* [PASSAGE]
# Good dry foods for cats - high meat content please



## Crazy_cat_lady (16 June 2021)

So following the Applawse recall, it's made me really paranoid about their dry food and while I will continue to use their wet food, I've been put off their dry food which is a shame as they are usually such high quality 

Anyone got recommendations for high meat content dry food? Preferably high quality but not £££'s. I'm possibly considering Royal Canin Ragdoll. 

Shes going to have to make do with AC Royal canin gastro biscuits for a few days as my Applawse was November 2022 best before, so while not in the technical affected December 2022 batch, I can't risk it especially as the 2 other brands are recalling all dates.


----------



## Michen (16 June 2021)

I am in same boat although my bag, mostly eaten, is an effected date. I think I’ll switch to Lily’s kitchen


----------



## OldNag (16 June 2021)

I switched dogs and cat to Acana a few months back,  and am pleased with it   I now buy it from Jurassic Bark - quick delivery.


----------



## DirectorFury (16 June 2021)

+1 to Acana, their sister brand with slightly higher meat content (and price!) is Orijen - I get it delivered from Amazon on subscribe and save. Iirc Acana is 75% meat and Orijen 85%, the price difference between the two is about £10 per 5.4kg bag.

Edit: one of the big 5.4kg bags lasts boy cat (he weighs a stone and is not overweight according to the vet, so he's a hefty lad!) a little over 8 weeks so it's actually really cheap when you break it down. Because it's not full of crap the cat eats less and feels fuller more quickly.


----------



## Shady (17 June 2021)

Crazy_cat_lady said:



			So following the Applawse recall, it's made me really paranoid about their dry food and while I will continue to use their wet food, I've been put off their dry food which is a shame as they are usually such high quality

Anyone got recommendations for high meat content dry food? Preferably high quality but not £££'s. I'm possibly considering Royal Canin Ragdoll.

Shes going to have to make do with AC Royal canin gastro biscuits for a few days as my Applawse was November 2022 best before, so while not in the technical affected December 2022 batch, I can't risk it especially as the 2 other brands are recalling all dates.
		
Click to expand...

Please don't choose RC over other equally priced foods like the excellent  Acana and Origen mentioned above , it's rubbish and has been one of the cleverest re vamps and marketing  successes i've ever seen. You used to be able to buy it loose by the kilo for almost nothing  years ago and then suddenly it became THE best new thing, and Iams, which was excellent sold out and became a bit crap. Perhaps look at Purizon if you want a high meat content that's a little cheaper ( ash is a little high in this) or perhaps Smilla and Arden Grange. x


----------



## Crazy_cat_lady (17 June 2021)

* [RECORDS SHOWN]
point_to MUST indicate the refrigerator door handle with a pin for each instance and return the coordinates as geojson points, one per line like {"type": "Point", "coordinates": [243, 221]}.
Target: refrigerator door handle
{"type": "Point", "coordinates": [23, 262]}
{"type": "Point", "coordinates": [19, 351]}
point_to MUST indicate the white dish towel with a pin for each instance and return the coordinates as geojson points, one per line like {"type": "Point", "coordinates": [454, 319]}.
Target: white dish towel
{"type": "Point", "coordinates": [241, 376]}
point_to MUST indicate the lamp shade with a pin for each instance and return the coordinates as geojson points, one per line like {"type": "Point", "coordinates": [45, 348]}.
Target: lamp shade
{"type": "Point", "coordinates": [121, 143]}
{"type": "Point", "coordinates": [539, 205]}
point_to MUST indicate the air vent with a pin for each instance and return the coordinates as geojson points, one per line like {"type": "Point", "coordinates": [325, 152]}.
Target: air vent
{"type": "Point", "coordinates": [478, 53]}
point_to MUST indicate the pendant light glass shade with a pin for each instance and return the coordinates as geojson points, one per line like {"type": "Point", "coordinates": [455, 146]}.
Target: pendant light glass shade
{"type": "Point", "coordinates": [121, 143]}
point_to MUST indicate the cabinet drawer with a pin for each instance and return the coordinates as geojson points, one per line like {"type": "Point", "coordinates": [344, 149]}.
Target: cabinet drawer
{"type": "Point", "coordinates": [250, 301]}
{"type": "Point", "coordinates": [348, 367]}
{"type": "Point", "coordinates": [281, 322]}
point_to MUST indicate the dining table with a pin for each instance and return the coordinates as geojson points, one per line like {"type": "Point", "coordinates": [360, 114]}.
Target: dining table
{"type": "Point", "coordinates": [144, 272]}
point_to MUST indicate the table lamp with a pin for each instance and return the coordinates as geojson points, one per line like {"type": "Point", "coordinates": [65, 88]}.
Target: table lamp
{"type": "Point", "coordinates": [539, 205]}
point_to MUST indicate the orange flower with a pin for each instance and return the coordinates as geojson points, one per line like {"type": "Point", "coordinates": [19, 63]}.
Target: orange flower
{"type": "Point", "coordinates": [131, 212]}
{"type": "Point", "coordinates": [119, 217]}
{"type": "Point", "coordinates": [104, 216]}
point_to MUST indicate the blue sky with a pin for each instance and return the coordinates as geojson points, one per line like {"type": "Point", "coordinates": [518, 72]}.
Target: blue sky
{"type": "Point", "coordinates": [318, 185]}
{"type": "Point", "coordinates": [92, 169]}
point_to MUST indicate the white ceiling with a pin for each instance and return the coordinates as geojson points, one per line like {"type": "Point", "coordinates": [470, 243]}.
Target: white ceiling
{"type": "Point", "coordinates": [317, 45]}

* [TASKS TO CARRY OUT]
a - Answer these from the thread about dry cat food:
(i) What meat percentages does DirectorFury give for Acana and Orijen?
(ii) From which retailer does OldNag now buy Acana?
(iii) Which brand does Michen plan to switch to?
b - Rescale the entries starting at the line containing "point_to MUST indicate the white ceiling" and ending at the last line of the entries, and write those lines out again with the request included. Multiply every coordinate in the answers by 0.55 and round to whole numbers, halves up. Leave the request and its format sample unchanged.
The thread and the entries are unrelated to each other.

* [SOLUTIONS PER TASK]
a -
(i) Acana 75% and Orijen 85%.
(ii) Jurassic Bark.
(iii) Lily's Kitchen.

b -
point_to MUST indicate the white ceiling with a pin for each instance and return the coordinates as geojson points, one per line like {"type": "Point", "coordinates": [470, 243]}.
Target: white ceiling
{"type": "Point", "coordinates": [174, 25]}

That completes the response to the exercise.